(Raw records)
────────
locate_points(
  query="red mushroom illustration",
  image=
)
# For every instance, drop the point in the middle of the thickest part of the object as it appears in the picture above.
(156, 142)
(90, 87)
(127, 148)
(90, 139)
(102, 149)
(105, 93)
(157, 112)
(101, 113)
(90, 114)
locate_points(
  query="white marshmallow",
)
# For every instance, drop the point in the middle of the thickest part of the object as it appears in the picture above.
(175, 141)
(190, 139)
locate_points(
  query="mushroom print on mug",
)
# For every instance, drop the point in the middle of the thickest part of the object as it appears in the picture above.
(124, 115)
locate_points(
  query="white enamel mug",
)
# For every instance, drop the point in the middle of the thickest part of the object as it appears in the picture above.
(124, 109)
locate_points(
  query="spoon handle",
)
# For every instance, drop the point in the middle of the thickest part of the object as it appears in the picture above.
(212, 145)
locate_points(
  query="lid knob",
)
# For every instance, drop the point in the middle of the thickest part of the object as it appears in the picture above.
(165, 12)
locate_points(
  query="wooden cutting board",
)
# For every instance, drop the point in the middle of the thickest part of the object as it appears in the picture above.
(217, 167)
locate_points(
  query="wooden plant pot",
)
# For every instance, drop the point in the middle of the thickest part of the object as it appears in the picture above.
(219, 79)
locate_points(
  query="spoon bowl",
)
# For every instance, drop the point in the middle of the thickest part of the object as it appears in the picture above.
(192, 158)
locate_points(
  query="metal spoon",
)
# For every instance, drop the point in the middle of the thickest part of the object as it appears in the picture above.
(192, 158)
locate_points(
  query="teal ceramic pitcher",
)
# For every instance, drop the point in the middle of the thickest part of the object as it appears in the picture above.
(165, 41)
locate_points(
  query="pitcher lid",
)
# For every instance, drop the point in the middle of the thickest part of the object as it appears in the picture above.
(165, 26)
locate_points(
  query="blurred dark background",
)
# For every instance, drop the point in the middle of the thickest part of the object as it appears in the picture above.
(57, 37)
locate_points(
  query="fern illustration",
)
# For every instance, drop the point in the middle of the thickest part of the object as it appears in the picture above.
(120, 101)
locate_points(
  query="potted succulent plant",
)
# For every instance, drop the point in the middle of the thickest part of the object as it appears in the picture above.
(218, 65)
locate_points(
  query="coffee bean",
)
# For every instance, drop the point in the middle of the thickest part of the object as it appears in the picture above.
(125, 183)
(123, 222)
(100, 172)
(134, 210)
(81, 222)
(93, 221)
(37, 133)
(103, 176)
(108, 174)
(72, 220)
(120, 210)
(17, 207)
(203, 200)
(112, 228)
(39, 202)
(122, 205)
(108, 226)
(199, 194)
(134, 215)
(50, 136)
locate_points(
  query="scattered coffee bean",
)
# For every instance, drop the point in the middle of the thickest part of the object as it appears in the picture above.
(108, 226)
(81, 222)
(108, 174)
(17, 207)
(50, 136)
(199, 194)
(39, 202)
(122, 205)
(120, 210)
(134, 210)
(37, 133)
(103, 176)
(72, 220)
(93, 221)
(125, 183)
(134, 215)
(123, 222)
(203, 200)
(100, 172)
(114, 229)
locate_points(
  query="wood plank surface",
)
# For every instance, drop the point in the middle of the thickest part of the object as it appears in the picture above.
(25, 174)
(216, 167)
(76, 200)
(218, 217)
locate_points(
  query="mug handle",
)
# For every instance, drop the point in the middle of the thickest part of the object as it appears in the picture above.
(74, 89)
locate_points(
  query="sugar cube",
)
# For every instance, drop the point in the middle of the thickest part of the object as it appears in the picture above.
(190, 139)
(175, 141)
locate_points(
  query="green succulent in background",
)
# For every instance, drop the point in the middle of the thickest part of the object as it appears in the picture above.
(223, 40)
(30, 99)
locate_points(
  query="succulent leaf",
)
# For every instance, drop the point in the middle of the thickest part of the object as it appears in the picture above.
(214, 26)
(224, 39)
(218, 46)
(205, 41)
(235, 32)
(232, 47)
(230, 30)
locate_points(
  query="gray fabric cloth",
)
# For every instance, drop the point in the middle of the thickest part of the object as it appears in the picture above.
────────
**PROBLEM STATEMENT:**
Output the records exactly, including every line.

**COMPLETED TASK:**
locate_points(
  query="red mushroom illustration",
  image=
)
# For every instance, drop the point in the middle of the thickest part of the object as it appears in the picture above.
(156, 142)
(90, 87)
(127, 148)
(90, 139)
(102, 149)
(105, 93)
(157, 112)
(101, 113)
(90, 114)
locate_points(
  query="white marshmallow",
)
# For every instance, drop the point in the middle of the thickest part of the object as it appears in the picture above.
(175, 141)
(190, 139)
locate_points(
  query="mushroom print on mug",
)
# For every instance, drop the point in the middle of the thickest part of the object as it appears in the picture above.
(124, 115)
locate_points(
  query="white enamel mug",
)
# For every instance, drop the point in the middle of the thickest part of the object as it appears in the picture above.
(124, 109)
locate_points(
  query="spoon handle",
)
# For every instance, drop the point in the middle of the thickest part of the object as it appears in the picture above.
(212, 145)
locate_points(
  query="lid knob",
)
# For every instance, drop the point in the middle of the thickest part of the object as it appears in the picture above.
(165, 12)
locate_points(
  query="wooden cutting board",
)
# For every instance, drop the point in the middle of the thickest part of the object as it appears in the picture above.
(217, 167)
locate_points(
  query="wooden plant pot",
)
# For every instance, drop the point in the middle of the thickest part of the object as it appears in the picture above.
(219, 79)
locate_points(
  query="spoon bowl",
)
# For every instance, drop the point in the middle of the thickest part of the object as it appears in the picture above.
(192, 158)
locate_points(
  query="metal spoon",
)
# For every instance, drop the point in the middle of the thickest part of the object as it appears in the picture above.
(192, 158)
locate_points(
  query="teal ceramic pitcher",
)
# For every instance, drop the point in the middle of the thickest part of the object as it appears in the picture above.
(165, 41)
locate_points(
  query="pitcher lid",
)
# For every instance, drop the point in the middle of the thickest part of the object as it appears in the picture above.
(165, 26)
locate_points(
  query="blurred dark background",
)
# For every instance, drop the point in the middle of the thickest part of the object as it appears in the picture above.
(57, 37)
locate_points(
  query="fern illustration",
)
# For every instance, drop the point in the middle of the thickest part of the object as it appears in the picture above.
(120, 101)
locate_points(
  query="potted succulent plant",
)
# For every instance, drop the point in the middle of the thickest part of the object as it appears in the picture above.
(218, 65)
locate_points(
  query="coffee bean",
)
# For every instance, drop the point in the middle of the thickest part of the object as it appears in the picture above.
(125, 183)
(123, 222)
(100, 172)
(134, 210)
(81, 222)
(93, 221)
(37, 133)
(103, 176)
(108, 174)
(72, 220)
(120, 210)
(17, 207)
(203, 200)
(112, 228)
(39, 202)
(122, 205)
(108, 226)
(199, 194)
(134, 215)
(50, 136)
locate_points(
  query="scattered coffee bean",
)
# For every instance, drop the point in the middle of the thickest part of the object as it appears in the picture above.
(108, 226)
(81, 222)
(108, 174)
(17, 207)
(50, 136)
(199, 194)
(39, 202)
(122, 205)
(120, 210)
(134, 210)
(37, 133)
(103, 176)
(72, 220)
(93, 221)
(125, 183)
(134, 215)
(123, 222)
(203, 200)
(100, 172)
(114, 229)
locate_points(
  query="wood plank surface",
)
# For every instance, drop the point in the middle of the thickest part of the object as it appears in the picture above.
(25, 174)
(216, 167)
(76, 200)
(218, 217)
locate_points(
  query="mug handle",
)
# For every instance, drop the point in the middle of the thickest part of the object as it appears in the picture above.
(74, 89)
locate_points(
  query="sugar cube",
)
# For every instance, drop the point in the middle of the thickest part of the object as it appears in the picture above.
(190, 139)
(175, 141)
locate_points(
  query="green succulent in background",
)
# For every instance, drop the point in the middle of the thickest part of the object as it appears in the picture above.
(223, 40)
(30, 99)
locate_points(
  query="succulent leaf",
)
# For every instance, drop the point in the middle of the thickest part of the object as it appears in the picture above.
(214, 26)
(224, 39)
(218, 46)
(205, 41)
(235, 32)
(232, 47)
(230, 30)
locate_points(
  query="gray fabric cloth",
)
# For every instance, drop the point in the middle of the thickest part of the object as it appears in the picture above.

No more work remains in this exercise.